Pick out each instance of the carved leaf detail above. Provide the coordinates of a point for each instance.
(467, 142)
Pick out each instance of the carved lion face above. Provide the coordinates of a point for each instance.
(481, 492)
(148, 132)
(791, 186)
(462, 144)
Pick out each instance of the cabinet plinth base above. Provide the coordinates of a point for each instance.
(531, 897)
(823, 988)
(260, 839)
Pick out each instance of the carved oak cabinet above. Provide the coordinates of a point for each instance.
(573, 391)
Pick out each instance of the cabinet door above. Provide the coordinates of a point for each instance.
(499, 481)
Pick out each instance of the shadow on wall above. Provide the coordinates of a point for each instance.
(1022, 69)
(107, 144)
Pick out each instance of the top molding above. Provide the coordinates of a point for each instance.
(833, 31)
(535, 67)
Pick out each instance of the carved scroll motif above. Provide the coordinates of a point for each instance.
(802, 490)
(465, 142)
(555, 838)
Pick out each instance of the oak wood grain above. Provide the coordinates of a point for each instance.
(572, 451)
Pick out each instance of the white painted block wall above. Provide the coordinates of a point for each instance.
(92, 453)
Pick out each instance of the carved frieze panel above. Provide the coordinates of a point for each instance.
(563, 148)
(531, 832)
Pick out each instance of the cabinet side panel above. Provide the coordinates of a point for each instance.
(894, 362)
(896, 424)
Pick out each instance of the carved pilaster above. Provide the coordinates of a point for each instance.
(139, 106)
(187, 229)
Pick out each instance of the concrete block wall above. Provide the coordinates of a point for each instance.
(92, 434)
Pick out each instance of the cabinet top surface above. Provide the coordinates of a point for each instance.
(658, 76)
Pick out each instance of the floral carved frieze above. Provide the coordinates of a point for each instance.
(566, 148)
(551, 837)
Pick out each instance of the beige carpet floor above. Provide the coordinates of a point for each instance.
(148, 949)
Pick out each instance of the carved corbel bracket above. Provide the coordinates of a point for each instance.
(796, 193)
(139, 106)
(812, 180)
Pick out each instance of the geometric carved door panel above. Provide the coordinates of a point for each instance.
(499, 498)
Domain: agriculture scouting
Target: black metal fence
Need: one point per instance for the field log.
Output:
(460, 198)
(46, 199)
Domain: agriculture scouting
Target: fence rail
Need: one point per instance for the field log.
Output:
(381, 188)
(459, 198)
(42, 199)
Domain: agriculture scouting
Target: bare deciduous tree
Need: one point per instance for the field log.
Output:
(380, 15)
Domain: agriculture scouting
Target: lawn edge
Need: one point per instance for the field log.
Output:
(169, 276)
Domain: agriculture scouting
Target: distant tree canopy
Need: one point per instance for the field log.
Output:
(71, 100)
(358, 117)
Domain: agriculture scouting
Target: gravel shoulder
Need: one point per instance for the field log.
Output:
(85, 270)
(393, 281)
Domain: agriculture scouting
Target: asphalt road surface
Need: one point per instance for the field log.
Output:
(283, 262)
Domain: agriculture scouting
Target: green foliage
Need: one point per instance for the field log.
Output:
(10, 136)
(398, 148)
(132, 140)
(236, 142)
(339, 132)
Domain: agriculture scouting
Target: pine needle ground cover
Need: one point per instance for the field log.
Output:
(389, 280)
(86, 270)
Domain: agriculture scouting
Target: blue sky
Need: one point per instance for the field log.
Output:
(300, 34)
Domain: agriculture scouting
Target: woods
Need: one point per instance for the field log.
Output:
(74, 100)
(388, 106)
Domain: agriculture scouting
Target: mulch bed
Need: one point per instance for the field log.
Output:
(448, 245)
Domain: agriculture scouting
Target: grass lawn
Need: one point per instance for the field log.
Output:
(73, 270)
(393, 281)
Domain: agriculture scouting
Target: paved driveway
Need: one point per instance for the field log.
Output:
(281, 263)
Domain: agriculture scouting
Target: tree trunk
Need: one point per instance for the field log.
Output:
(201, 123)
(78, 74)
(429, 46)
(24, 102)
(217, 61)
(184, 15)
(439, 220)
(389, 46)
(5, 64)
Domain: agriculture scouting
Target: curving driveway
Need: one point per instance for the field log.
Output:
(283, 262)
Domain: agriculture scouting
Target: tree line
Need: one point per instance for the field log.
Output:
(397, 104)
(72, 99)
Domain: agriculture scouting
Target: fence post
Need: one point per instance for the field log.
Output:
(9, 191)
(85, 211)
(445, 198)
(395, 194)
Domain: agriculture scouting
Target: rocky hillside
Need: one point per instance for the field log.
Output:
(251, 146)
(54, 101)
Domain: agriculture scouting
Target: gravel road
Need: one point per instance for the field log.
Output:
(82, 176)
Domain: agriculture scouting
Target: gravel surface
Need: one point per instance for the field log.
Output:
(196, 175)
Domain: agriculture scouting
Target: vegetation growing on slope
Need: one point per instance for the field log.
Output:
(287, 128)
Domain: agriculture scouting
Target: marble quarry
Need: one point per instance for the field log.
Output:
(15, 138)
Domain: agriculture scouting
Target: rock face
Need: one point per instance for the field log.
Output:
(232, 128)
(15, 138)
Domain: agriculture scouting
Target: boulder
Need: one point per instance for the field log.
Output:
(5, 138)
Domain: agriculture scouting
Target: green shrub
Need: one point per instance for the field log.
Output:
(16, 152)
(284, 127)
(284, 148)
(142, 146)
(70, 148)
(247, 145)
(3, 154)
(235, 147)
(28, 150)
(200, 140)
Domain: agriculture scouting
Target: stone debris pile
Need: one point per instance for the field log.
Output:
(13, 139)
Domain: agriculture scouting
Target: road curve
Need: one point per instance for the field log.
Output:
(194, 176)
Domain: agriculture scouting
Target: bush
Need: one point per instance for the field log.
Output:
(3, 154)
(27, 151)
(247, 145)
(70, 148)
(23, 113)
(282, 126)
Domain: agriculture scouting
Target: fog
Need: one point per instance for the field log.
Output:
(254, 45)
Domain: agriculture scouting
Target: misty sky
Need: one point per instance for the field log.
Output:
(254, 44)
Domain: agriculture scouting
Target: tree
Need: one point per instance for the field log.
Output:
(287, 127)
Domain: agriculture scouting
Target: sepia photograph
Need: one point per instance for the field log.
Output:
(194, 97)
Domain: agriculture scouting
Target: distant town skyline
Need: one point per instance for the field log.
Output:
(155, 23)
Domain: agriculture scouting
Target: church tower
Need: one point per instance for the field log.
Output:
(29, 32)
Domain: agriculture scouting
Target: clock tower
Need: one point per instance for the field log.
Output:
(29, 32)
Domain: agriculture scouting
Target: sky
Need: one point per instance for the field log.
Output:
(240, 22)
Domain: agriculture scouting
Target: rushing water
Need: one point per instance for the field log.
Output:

▶ **WHAT IS BEING ASKED**
Collect every line of the records that contains the string "panel".

▶ **RESULT OF THE TASK**
Pick out each instance of the carved frieze panel above. Provide the coordinates of a point for each instance.
Pick out each instance of the cabinet side panel above. Provide the coordinates of a point for each instance.
Pick out each instance of the geometric carved door panel above. Provide the coordinates of a point for each instance.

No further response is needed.